**THE TASK**
Turn the lines of the data from the one containing "wall. Report pixel corners as JSON arrays." through the one containing "[[268, 0, 428, 86]]", both included, into a JSON list of strings. Each line becomes one string, blank lines are omitted, and nothing outside that span is included.

**RECORDS FOR THE EXERCISE**
● ● ● ● ● ● ●

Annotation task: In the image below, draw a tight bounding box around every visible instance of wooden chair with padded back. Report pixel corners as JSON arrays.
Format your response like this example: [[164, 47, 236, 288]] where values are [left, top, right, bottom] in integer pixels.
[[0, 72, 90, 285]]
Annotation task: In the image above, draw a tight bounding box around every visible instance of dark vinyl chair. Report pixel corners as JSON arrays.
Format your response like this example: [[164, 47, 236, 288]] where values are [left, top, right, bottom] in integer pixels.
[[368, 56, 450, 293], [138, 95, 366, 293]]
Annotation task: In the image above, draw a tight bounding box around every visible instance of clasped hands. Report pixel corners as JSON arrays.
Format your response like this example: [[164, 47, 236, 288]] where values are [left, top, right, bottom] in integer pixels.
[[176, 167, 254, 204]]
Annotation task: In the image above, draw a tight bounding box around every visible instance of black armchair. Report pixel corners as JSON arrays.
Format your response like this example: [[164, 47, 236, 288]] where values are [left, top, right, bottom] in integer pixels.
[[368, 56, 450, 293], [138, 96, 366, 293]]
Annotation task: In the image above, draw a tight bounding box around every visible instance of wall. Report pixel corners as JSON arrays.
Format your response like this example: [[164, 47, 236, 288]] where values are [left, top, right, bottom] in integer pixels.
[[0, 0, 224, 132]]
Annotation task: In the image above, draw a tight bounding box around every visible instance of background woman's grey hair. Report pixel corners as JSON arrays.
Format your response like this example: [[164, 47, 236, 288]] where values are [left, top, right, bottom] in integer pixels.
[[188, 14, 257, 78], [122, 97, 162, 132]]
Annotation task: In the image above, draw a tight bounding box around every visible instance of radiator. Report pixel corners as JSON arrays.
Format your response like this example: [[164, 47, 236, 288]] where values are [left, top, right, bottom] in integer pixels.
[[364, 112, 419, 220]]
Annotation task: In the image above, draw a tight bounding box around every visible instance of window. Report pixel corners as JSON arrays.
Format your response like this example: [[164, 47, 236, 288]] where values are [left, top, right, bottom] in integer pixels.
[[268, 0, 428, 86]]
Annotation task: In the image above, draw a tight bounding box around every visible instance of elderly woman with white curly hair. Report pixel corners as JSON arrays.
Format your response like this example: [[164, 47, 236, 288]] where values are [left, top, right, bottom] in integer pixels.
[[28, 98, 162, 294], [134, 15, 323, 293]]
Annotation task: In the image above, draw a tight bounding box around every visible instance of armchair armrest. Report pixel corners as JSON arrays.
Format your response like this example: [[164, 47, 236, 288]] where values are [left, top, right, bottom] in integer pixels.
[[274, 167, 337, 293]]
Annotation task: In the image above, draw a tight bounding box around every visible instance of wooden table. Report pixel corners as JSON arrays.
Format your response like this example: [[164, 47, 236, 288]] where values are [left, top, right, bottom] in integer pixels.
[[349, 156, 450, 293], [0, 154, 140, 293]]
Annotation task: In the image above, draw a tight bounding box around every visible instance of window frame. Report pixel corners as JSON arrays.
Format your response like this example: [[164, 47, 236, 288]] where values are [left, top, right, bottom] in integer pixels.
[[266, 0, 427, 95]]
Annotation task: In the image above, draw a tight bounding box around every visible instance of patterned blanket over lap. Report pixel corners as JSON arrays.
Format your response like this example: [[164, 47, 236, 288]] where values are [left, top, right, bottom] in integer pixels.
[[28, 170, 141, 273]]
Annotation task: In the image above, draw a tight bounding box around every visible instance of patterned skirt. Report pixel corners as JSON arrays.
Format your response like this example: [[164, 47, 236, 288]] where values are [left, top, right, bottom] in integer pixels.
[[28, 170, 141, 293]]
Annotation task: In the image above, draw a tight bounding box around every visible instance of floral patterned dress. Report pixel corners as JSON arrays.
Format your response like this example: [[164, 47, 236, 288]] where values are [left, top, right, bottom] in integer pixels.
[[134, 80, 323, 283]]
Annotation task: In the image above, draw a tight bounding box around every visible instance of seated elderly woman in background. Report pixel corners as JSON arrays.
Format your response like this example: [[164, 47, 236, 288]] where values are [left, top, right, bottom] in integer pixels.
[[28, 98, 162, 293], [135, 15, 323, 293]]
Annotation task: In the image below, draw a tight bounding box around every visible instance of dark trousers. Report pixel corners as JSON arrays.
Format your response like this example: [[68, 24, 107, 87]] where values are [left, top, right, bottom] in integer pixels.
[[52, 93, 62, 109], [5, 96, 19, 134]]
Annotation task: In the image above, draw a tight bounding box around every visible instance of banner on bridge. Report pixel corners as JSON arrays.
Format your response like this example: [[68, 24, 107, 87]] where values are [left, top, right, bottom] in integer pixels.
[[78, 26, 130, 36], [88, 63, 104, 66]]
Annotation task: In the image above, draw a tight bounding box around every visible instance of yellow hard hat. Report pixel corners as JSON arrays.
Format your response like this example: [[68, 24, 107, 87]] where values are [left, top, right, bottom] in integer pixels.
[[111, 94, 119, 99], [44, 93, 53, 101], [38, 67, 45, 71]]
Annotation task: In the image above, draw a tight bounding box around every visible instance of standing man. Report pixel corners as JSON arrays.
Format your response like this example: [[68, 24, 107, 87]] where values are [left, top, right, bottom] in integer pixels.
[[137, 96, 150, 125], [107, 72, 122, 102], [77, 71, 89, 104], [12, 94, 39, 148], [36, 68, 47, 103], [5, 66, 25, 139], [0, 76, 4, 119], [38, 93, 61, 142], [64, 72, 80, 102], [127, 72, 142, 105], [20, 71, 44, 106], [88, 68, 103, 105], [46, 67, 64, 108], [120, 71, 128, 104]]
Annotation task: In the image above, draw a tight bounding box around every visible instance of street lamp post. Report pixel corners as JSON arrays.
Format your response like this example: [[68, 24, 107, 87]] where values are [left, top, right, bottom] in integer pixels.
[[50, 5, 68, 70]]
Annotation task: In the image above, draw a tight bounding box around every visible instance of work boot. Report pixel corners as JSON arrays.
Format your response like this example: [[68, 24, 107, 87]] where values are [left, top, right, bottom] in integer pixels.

● ● ● ● ● ● ●

**TASK RESULT**
[
  "Annotation task: In the image above, draw a tight bounding box around every visible instance of wall. Report pixel corners as JSON arrays.",
  "Format your response like this example: [[164, 47, 236, 288]] where values are [left, top, right, bottom] in integer pixels.",
  "[[0, 0, 224, 132]]",
  "Annotation task: In the image above, draw a tight bounding box around every visible instance of background woman's grey hair. Report pixel corners as JSON arrays.",
  "Format your response like this example: [[164, 47, 236, 288]] where values are [left, top, right, bottom] in integer pixels.",
  "[[188, 14, 257, 78], [122, 97, 162, 132]]",
  "Annotation task: In the image above, draw a tight bounding box around every visible instance of radiator. Report pixel corners as JSON arrays.",
  "Format your response like this example: [[164, 47, 236, 288]] where values are [left, top, right, bottom] in integer pixels.",
  "[[364, 112, 419, 220]]",
  "Annotation task: In the image above, draw a tight bounding box around every visible instance of window. Report pixel corners as JSON arrays.",
  "Format your response like this example: [[164, 47, 236, 288]] where values are [left, top, right, bottom] in integer pixels.",
  "[[268, 0, 428, 86]]"
]